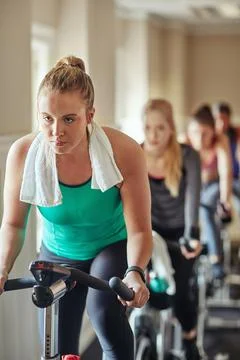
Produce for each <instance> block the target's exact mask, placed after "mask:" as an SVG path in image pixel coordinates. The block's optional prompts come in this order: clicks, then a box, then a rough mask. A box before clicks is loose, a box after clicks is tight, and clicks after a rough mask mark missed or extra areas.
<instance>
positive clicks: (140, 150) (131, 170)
mask: <svg viewBox="0 0 240 360" xmlns="http://www.w3.org/2000/svg"><path fill="white" fill-rule="evenodd" d="M106 133H107V135H108V137H109V139H110V141H111V143H112V147H113V153H114V155H115V160H116V163H117V165H118V167H119V169H120V171H121V173H122V175H123V179H124V180H123V183H122V185H121V188H120V192H121V197H122V202H123V210H124V218H125V222H126V227H127V234H128V239H127V240H128V241H127V260H128V266H138V267H140V268H141V269H143V270H144V269H145V268H146V266H147V264H148V262H149V260H150V258H151V254H152V229H151V196H150V186H149V180H148V173H147V167H146V162H145V157H144V153H143V150H142V149H141V147H140V145H139V144H137V143H136V142H135V141H134V140H133V139H131V138H130V137H128V136H126V135H125V134H122V133H121V132H118V131H116V130H113V129H111V130H110V129H106ZM124 282H125V283H126V284H127V285H128V286H129V287H131V288H133V289H134V291H135V299H134V300H133V301H132V302H130V303H129V305H131V306H138V307H140V306H142V305H144V303H145V302H146V301H147V299H148V294H149V292H148V290H147V288H146V286H145V285H144V283H143V282H142V279H141V276H140V274H139V273H138V272H135V271H131V272H129V273H128V274H127V275H126V277H125V278H124Z"/></svg>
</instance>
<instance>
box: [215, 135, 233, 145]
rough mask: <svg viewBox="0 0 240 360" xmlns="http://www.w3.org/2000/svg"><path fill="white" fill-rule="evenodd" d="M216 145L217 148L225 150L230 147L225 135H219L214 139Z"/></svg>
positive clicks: (228, 140) (228, 142)
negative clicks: (215, 143)
mask: <svg viewBox="0 0 240 360" xmlns="http://www.w3.org/2000/svg"><path fill="white" fill-rule="evenodd" d="M216 144H217V147H219V148H226V147H229V146H230V142H229V139H228V137H227V135H225V134H221V135H218V136H217V137H216Z"/></svg>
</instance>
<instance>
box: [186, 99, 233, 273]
mask: <svg viewBox="0 0 240 360" xmlns="http://www.w3.org/2000/svg"><path fill="white" fill-rule="evenodd" d="M185 142H186V143H188V144H189V145H191V146H192V147H193V148H194V149H195V150H196V151H198V152H199V154H200V158H201V176H202V189H201V207H200V221H201V237H202V241H203V242H204V243H206V244H207V246H208V254H209V259H210V261H211V263H212V270H213V276H214V278H217V279H221V278H223V277H224V270H223V265H222V246H221V239H220V229H219V225H218V223H217V218H216V212H218V215H219V217H220V218H223V219H224V218H229V217H230V216H231V204H230V203H231V199H230V198H231V193H232V162H231V154H230V146H229V142H228V139H227V137H226V136H225V135H224V134H221V135H218V134H217V133H216V129H215V122H214V118H213V116H212V113H211V108H210V106H209V105H207V104H206V105H202V106H200V107H199V108H198V109H197V110H196V111H195V112H194V114H193V116H192V117H191V118H190V121H189V124H188V130H187V134H186V137H185Z"/></svg>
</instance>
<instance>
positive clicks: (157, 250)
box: [152, 231, 176, 295]
mask: <svg viewBox="0 0 240 360" xmlns="http://www.w3.org/2000/svg"><path fill="white" fill-rule="evenodd" d="M152 235H153V253H152V266H153V270H154V271H155V272H156V274H157V275H158V276H159V277H163V278H165V279H166V281H167V282H168V288H167V290H166V293H167V294H168V295H174V294H175V292H176V285H175V280H174V277H173V274H174V269H173V267H172V262H171V258H170V256H169V253H168V249H167V245H166V241H165V240H164V239H163V238H162V237H161V236H160V235H159V234H158V233H157V232H156V231H153V232H152Z"/></svg>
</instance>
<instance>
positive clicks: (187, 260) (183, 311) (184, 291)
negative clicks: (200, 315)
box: [154, 226, 197, 332]
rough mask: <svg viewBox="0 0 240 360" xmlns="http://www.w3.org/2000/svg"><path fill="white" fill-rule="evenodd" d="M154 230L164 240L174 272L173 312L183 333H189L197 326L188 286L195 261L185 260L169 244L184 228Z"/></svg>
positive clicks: (176, 236) (193, 266) (175, 248)
mask: <svg viewBox="0 0 240 360" xmlns="http://www.w3.org/2000/svg"><path fill="white" fill-rule="evenodd" d="M154 230H155V231H157V232H158V233H159V234H160V235H161V236H162V237H163V238H164V239H166V244H167V246H168V251H169V255H170V258H171V261H172V266H173V268H174V270H175V273H174V279H175V283H176V293H175V296H174V299H173V305H174V312H175V315H176V317H177V319H178V320H179V322H180V324H181V326H182V329H183V331H185V332H189V331H190V330H192V329H194V328H195V327H196V324H197V304H196V301H195V299H194V296H193V293H192V289H191V286H190V280H191V277H192V276H193V267H194V263H195V259H189V260H187V259H186V258H185V257H184V256H183V255H182V253H181V251H180V248H178V247H176V246H171V243H174V242H175V243H176V242H177V243H178V241H179V239H180V237H181V236H183V234H184V228H178V229H171V230H169V229H167V230H165V229H160V228H157V227H156V226H155V227H154Z"/></svg>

★ ★ ★ ★ ★ ★ ★

Lines of the data above that include the string "rough" must each be copied.

- Task answer
Produce for each <instance> block the target's exact mask, placed after "mask:" as an SVG path in image pixel coordinates. The block's optional prompts come in this order: clicks, then a box, then a rough mask. A box before clicks is loose, a box after clicks is tight, and clicks after a rough mask mark missed or extra areas.
rough mask: <svg viewBox="0 0 240 360" xmlns="http://www.w3.org/2000/svg"><path fill="white" fill-rule="evenodd" d="M216 145L217 148L225 150L230 147L225 135H219L214 139Z"/></svg>
rough mask: <svg viewBox="0 0 240 360" xmlns="http://www.w3.org/2000/svg"><path fill="white" fill-rule="evenodd" d="M154 230L164 240L174 272L173 312L183 333H189L197 326L188 286L195 261L185 260L169 244L184 228Z"/></svg>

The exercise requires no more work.